# [Records to process]
-- BEGIN --

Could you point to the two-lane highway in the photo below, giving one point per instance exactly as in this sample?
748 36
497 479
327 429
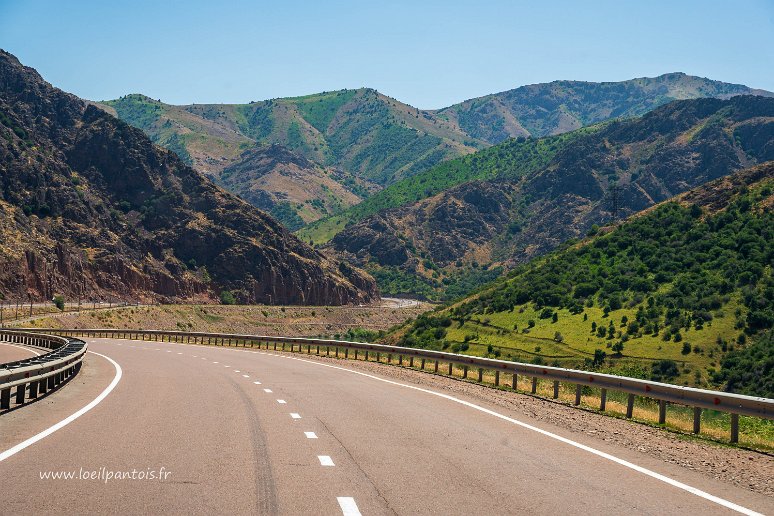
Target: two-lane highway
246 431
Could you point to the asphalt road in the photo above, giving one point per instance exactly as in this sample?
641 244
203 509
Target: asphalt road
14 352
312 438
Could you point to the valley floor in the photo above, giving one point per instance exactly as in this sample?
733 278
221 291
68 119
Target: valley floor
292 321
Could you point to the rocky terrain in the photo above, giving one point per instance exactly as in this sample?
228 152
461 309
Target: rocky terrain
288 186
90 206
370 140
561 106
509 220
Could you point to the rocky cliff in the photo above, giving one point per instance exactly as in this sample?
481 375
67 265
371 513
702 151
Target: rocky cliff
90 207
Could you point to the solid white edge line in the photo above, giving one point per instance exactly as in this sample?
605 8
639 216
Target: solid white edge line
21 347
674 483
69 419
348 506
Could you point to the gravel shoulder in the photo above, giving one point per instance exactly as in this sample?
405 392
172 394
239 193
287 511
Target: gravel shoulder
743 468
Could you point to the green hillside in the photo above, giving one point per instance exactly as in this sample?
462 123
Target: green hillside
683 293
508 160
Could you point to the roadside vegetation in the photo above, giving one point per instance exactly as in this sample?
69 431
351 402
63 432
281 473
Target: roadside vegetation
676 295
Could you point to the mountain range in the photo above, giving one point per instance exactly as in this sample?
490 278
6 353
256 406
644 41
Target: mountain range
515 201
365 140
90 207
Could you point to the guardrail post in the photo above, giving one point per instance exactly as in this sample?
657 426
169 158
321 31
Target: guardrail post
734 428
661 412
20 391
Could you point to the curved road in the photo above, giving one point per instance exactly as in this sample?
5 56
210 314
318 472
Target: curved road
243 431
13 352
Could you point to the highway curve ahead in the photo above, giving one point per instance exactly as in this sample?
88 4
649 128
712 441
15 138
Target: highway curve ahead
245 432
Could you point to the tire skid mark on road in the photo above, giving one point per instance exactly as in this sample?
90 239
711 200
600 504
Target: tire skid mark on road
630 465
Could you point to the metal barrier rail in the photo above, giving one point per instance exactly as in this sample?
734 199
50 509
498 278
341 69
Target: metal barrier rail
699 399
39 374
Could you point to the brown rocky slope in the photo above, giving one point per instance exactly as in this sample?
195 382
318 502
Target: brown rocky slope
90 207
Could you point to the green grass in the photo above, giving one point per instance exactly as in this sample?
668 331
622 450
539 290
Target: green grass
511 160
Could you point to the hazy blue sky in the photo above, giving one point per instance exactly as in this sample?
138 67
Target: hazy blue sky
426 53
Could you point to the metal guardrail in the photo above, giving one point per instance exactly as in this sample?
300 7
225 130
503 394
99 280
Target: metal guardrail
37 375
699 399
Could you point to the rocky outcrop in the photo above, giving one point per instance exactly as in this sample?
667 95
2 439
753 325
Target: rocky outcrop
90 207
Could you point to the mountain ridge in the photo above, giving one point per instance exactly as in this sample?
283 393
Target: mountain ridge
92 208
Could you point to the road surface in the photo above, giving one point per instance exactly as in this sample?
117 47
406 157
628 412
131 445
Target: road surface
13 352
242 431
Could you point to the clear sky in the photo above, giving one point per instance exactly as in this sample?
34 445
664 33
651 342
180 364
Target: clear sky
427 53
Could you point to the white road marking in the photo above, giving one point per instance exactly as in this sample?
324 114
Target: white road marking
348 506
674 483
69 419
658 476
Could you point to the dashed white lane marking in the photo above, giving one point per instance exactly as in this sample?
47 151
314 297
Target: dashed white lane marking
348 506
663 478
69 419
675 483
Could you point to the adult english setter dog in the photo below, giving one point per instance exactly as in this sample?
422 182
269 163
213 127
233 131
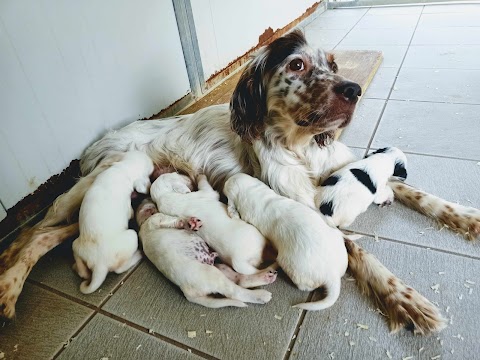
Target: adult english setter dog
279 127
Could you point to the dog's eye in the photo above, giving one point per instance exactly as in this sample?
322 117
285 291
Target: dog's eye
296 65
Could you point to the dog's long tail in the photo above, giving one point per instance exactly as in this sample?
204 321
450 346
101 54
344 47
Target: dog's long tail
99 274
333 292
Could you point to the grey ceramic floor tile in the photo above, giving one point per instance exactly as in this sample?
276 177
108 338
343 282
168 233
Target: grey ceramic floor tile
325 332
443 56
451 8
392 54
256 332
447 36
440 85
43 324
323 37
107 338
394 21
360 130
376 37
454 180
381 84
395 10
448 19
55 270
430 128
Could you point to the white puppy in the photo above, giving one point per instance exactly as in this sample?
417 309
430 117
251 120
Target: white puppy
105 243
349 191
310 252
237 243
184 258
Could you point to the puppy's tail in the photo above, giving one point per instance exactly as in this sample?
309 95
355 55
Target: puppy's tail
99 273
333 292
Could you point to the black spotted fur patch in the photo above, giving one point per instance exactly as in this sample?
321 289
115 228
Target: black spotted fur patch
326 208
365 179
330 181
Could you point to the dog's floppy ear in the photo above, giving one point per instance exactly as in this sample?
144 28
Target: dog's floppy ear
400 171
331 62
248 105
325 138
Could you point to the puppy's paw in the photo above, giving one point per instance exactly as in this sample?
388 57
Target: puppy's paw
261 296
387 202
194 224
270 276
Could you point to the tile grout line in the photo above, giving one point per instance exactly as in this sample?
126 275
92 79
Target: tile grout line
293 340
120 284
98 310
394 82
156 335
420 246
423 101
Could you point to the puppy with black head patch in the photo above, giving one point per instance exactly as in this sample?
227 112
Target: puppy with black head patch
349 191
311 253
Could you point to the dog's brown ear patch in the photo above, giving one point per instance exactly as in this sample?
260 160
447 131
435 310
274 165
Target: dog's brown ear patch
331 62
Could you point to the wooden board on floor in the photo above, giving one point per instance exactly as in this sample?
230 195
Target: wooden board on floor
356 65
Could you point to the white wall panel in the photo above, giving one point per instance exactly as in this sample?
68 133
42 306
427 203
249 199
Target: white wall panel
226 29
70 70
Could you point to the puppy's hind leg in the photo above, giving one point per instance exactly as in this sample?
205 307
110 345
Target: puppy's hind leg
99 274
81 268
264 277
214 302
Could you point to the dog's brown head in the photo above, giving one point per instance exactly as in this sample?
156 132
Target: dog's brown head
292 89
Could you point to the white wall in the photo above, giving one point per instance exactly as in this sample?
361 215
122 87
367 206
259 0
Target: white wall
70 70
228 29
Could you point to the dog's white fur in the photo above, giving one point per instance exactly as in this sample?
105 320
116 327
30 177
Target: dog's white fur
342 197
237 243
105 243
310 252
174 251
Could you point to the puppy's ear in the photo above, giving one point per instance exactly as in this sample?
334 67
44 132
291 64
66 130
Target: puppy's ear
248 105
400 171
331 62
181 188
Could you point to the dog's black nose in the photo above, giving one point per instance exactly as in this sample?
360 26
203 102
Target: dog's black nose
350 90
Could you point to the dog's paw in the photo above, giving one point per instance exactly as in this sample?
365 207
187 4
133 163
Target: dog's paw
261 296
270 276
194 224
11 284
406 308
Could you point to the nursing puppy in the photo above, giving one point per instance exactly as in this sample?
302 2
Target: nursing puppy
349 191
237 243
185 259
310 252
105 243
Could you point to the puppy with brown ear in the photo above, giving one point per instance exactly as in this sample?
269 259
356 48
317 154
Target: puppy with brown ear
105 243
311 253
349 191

-- END --

# [Goal]
Rewrite all the records above, changing every "exactly as in this sample" to "in the same format as this sample" and keeping everything else the same. Leave the pictures out.

# [The output]
Could you point to the two-lane highway in the photo below, giving one point per instance in the same format as this sample?
748 36
497 479
327 429
Target: two-lane highway
246 431
Could you point to the asphalt road in the photo above, giving one point per instance in the same format as this sample?
641 244
203 509
Target: asphalt road
14 352
312 438
Could you point to the valley floor in the photo above, giving one point per instance in the same format as this sample?
733 278
221 291
68 119
Target: valley floor
292 321
Could you point to the rocky terrain in the photo above, giving one point per instance in the same format as this sample?
228 152
461 309
Target: rocky terrain
288 186
90 206
370 140
561 106
509 220
Could you point to the rocky cliff in the photo above, giving one point per instance in the same format as this sample?
481 375
67 265
371 513
702 151
Target: rocky cliff
90 207
Could you point to the solid white edge line in the photo above, giving one point per instance in the same format as this sample?
605 8
639 216
Target: solid white edge line
21 347
674 483
69 419
348 506
Could you point to the gravel shoulder in the photo above, giving one point per instance in the same format as this sample?
405 392
172 394
239 193
287 511
Target: gravel shoulder
743 468
Could you point to the green hillside in the photo above, giving one point per instance in the same format as this sample?
462 123
Target: green hillside
683 293
508 160
Could you point to the roadside vegetation in the photo above, giving one point per instance in the same format as this sample?
69 431
351 402
63 432
281 473
Target: roadside vegetation
676 295
Could you point to the mountain range in the photo above, giving one point per instance in the same format as this sample?
490 278
6 353
256 406
644 41
Target: mountain range
515 201
365 140
90 207
Could you point to the guardrail post in the photo above, giving one point per instance in the same format as this sample?
657 426
169 158
321 31
Target: guardrail post
734 428
661 412
20 391
Could you point to the curved road in the photo above, giving one point per instance in the same format as this sample?
5 56
210 314
318 472
Target: curved road
243 431
13 352
Could you point to the highway curve ahead in the photo above, giving one point per instance in the same format as this sample?
88 4
649 128
712 441
15 138
Target: highway curve ahead
245 432
Could you point to the tire skid mark on road in the photo above, giving one point per instance in the same format as this sample?
90 239
711 200
600 504
Target: tire skid mark on road
630 465
Could you point to the metal barrier rail in the photo above, giving one point per instance in the same format as this sample?
734 199
50 509
498 278
341 69
Target: metal barrier rail
699 399
39 374
Could you point to the brown rocky slope in the photo above, giving one point per instance in the same format as this sample?
195 382
318 502
Target: brown rocky slope
90 207
Could you point to the green grass in the photo above, giving one point per instance in the same format as this sample?
668 331
622 450
539 290
Target: green grass
511 160
Could you point to the hazy blue sky in the photo above, giving one point per instance in the same format as this sample?
138 67
Target: hazy blue sky
426 53
Could you point to the metal guardrail in the photo above, giving one point per instance in the same format as this sample?
300 7
225 130
503 394
99 280
Target: metal guardrail
37 375
699 399
Could you point to the rocky outcrop in the photo above, giving one point per instance in the same format as this sample?
667 95
2 439
753 325
Target: rocky outcrop
90 207
Could you point to the mountain ridge in the photo above, giving one point per instance in the same format as this sample?
283 393
Target: mountain ridge
92 208
Could you point to the road surface in the photo above, giving one point per instance in the same format as this sample?
117 47
406 157
628 412
131 445
Target: road surface
13 352
242 431
Could you point to the clear sky in the photo above, giving one point per instance in the same format as this sample?
34 445
664 33
651 342
180 364
Target: clear sky
427 53
Could you point to the white road marking in the photo above, giving one point per instance in the same format as this sample?
324 114
Target: white road marking
348 506
674 483
69 419
658 476
Could you point to the dashed white lane marking in the photo above, giving one point per instance in the same format as this sample?
47 151
314 297
Target: dashed white lane marking
348 506
663 478
69 419
675 483
Could you point to the adult english setter dog in the photo below, giving one point per instance in the same format as this sample?
422 182
269 163
213 127
233 131
Target: adult english setter dog
279 127
Could you point to the dog's eye in the photo above, giving one point per instance in the same format as this sample?
322 117
285 291
Target: dog's eye
296 65
Could you point to the dog's long tail in the photo above, giving one point per instance in the same format as this sample?
204 321
450 346
101 54
344 47
Target: dog's long tail
99 274
333 292
Could you point to the grey ceramic floor tile in the photo above, giving one point per instance in the same format as this sample?
276 177
108 338
343 282
168 233
Target: grey ceramic floor tile
325 332
443 56
451 8
392 54
256 332
447 36
440 85
43 324
323 37
107 338
394 21
360 130
376 37
454 180
381 84
395 10
448 19
55 270
430 128
Could you point to the white puppy in the photo above, giving one point per instance in the same format as this sample?
417 309
430 117
251 120
Target: white puppy
105 243
349 191
310 252
237 243
184 258
Could you point to the puppy's tail in the photo above, giving one point per instance in the same format as this sample?
309 95
355 55
Target: puppy's tail
99 273
333 292
Could you point to the black spotted fur patch in the photo above, giving one point per instance in the same format as this sample?
321 289
115 228
Target: black spotted fur patch
326 208
365 179
330 181
Could you point to the dog's floppy ear in the photo above, giving one point per instance in the same format as this sample?
144 28
Target: dog's floppy ear
400 171
331 62
248 105
325 138
Could you point to the puppy's paw in the photo above, giving one point per instance in the same format as this sample?
388 57
Target: puppy's paw
261 296
387 202
194 224
270 276
Could you point to the tile grout line in the photo above, giving one point per instance in the same format as this sample?
126 275
92 79
Target: tile grout line
293 340
120 284
98 310
394 82
156 335
420 246
423 101
Could you point to the puppy with black head patch in the photo above, giving one point per instance in the same format as this sample?
227 112
Target: puppy with black head patch
349 191
311 253
Could you point to the dog's brown ear patch in the photo above, giving one point per instance in the same format as this sample?
260 160
447 131
435 310
274 165
Target: dog's brown ear patch
331 62
Could you point to the wooden board on floor in the photo above, giving one point per instance in the same format as this sample?
230 195
Target: wooden board on floor
356 65
Could you point to the white wall panel in the photo above, giving one point per instance in the same format as this sample?
68 133
42 306
427 203
249 199
Target: white wall panel
226 29
70 70
Could you point to the puppy's hind leg in the photo above, giving one point per instance in the same format as this sample?
205 307
110 345
Target: puppy's hind leg
99 274
81 268
264 277
214 302
Could you point to the dog's brown head in the photo above, giving one point per instance in the same format as this sample?
156 132
Target: dog's brown head
292 89
Could you point to the white wall in the photo above, giving one point per instance in the same format as this sample?
361 215
122 87
367 206
259 0
Target: white wall
70 70
228 29
Could you point to the dog's white fur in the photo above, giving one point per instance in the same format as this sample?
105 320
116 327
30 177
Target: dog's white fur
342 197
237 243
105 243
310 252
174 251
Could you point to the puppy's ear in the photo above, giving one point per instance in the same format as this sample?
334 67
44 132
291 64
66 130
Target: puppy's ear
248 105
400 171
331 62
181 188
Could you point to the dog's black nose in the photo above, giving one point per instance in the same format as this sample?
360 26
203 102
Target: dog's black nose
350 90
Could you point to the dog's paw in the photo above, giving one point per instance in the same format as this sample?
365 207
187 4
133 163
Target: dog's paw
261 296
270 276
194 224
11 284
406 308
Could you point to the nursing puppy in the photo above, giving one point per instance in the same format as this sample?
302 2
Target: nursing puppy
349 191
237 243
185 259
310 252
105 243
Could you point to the puppy with brown ear in the photo above, giving one point per instance in the same format as this sample?
269 259
356 48
317 154
Target: puppy with brown ear
105 243
311 253
349 191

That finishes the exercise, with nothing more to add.